GIVEN INFORMATION:
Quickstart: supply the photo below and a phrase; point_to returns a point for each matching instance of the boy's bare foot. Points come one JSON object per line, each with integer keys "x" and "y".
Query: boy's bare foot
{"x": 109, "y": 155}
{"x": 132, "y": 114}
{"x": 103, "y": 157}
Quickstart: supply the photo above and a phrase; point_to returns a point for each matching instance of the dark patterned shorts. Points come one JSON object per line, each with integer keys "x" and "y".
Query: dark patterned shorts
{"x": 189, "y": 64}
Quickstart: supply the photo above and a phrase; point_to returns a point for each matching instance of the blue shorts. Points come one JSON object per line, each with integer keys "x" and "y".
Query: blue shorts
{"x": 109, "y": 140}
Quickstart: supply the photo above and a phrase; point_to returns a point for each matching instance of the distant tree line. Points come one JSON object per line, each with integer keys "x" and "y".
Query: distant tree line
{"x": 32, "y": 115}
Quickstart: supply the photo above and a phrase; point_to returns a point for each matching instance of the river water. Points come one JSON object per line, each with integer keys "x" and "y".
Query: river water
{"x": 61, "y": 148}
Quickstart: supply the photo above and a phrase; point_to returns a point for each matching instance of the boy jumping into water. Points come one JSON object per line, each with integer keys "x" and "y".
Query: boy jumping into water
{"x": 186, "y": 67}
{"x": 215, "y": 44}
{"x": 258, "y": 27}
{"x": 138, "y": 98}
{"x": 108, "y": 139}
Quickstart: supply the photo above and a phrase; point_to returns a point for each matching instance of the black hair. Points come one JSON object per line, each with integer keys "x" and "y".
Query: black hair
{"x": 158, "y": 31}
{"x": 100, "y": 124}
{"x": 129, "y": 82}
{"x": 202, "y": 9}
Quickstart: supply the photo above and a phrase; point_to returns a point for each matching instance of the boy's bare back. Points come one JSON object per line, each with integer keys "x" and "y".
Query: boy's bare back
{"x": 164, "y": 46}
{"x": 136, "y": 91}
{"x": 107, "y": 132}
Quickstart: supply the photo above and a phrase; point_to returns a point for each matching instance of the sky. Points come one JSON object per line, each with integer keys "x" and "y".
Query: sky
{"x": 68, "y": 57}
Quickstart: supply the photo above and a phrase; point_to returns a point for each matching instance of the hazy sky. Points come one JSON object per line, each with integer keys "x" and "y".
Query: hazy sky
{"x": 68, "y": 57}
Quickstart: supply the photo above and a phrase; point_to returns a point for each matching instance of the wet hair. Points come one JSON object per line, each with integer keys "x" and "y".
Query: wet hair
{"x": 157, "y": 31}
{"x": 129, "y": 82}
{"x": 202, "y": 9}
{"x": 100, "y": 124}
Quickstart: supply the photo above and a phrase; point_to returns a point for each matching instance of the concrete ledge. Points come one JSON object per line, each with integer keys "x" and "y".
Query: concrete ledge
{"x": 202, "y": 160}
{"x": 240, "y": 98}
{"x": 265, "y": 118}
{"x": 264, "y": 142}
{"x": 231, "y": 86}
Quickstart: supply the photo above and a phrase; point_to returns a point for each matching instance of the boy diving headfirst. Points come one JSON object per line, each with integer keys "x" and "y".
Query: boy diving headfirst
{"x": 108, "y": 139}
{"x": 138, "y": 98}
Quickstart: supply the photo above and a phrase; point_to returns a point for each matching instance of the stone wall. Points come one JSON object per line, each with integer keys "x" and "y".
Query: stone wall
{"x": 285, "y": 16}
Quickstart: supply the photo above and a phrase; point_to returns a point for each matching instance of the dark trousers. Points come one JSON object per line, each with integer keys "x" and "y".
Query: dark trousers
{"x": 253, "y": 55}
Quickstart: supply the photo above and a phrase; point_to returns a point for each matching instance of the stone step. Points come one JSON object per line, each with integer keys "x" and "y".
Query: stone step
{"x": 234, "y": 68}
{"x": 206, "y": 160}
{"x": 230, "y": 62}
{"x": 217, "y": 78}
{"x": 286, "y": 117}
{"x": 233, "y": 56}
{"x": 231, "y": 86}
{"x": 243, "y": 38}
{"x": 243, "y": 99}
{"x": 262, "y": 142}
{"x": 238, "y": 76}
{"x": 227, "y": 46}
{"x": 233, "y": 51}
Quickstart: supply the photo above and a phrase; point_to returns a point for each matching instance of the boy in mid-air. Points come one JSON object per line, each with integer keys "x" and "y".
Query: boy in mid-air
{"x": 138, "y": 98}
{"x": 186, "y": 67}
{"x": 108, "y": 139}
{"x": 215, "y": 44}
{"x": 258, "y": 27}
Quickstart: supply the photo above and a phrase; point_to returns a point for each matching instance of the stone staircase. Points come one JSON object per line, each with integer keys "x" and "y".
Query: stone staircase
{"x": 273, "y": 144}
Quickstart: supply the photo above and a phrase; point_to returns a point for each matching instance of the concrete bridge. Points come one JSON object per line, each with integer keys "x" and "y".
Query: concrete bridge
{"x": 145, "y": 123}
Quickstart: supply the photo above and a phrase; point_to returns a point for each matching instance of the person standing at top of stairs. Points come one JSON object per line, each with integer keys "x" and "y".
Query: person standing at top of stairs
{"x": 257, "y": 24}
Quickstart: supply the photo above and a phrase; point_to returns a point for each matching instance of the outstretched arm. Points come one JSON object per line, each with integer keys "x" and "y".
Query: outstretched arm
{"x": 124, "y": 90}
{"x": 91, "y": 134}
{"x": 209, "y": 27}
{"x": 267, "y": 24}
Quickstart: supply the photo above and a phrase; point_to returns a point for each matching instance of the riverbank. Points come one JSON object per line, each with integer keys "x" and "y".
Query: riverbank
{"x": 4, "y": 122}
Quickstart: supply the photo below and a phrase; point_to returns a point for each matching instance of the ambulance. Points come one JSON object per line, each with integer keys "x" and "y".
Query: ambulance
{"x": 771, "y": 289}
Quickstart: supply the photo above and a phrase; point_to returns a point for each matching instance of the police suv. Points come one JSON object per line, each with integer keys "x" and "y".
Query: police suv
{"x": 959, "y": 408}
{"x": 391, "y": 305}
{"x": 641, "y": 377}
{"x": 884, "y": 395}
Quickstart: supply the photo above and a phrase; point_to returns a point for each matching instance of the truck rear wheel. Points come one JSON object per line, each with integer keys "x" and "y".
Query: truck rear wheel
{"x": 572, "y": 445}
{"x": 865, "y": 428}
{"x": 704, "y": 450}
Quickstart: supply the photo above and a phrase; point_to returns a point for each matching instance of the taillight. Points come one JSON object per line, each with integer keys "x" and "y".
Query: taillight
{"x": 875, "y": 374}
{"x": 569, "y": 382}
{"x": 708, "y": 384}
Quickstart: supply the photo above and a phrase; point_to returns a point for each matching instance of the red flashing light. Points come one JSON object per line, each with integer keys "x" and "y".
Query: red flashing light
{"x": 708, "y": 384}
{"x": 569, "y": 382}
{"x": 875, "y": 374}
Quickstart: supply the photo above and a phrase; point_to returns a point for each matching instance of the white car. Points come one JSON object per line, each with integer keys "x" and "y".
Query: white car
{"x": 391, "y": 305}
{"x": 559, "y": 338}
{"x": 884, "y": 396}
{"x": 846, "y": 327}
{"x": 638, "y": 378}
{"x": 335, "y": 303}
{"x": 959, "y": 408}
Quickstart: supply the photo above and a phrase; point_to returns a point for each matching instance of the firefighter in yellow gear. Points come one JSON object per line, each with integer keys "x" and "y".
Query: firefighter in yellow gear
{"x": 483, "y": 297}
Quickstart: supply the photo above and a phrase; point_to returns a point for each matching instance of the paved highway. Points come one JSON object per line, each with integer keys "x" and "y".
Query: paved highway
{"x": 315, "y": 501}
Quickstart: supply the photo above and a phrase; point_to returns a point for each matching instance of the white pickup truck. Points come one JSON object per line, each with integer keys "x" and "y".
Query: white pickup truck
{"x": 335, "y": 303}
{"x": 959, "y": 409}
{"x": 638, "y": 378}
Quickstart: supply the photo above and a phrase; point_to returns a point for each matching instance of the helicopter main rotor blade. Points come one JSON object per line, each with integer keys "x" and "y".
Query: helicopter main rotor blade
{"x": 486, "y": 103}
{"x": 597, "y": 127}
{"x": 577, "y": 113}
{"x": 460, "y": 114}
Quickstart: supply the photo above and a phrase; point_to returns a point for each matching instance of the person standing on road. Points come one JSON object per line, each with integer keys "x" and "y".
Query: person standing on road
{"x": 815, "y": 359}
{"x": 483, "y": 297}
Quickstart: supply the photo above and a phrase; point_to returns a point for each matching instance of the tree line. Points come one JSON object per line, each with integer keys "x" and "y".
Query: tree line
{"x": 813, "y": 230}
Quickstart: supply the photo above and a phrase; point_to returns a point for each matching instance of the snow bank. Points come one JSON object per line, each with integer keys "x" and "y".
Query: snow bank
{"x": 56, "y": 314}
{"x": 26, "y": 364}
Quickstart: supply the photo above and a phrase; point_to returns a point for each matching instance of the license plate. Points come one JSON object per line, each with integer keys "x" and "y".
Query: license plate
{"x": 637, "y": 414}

GIVEN EXERCISE:
Could you rewrite the listing starting with the line containing "of the license" and going on through its final line, swapping "license plate" for "registration plate" while leaving everything else the same?

PROBLEM SOLUTION:
Quickstart: supply the photo above and a phrase; point_to returns a point for each matching instance of the registration plate. Points come one JSON object per line, each with integer keys "x" and "y".
Query: registration plate
{"x": 637, "y": 414}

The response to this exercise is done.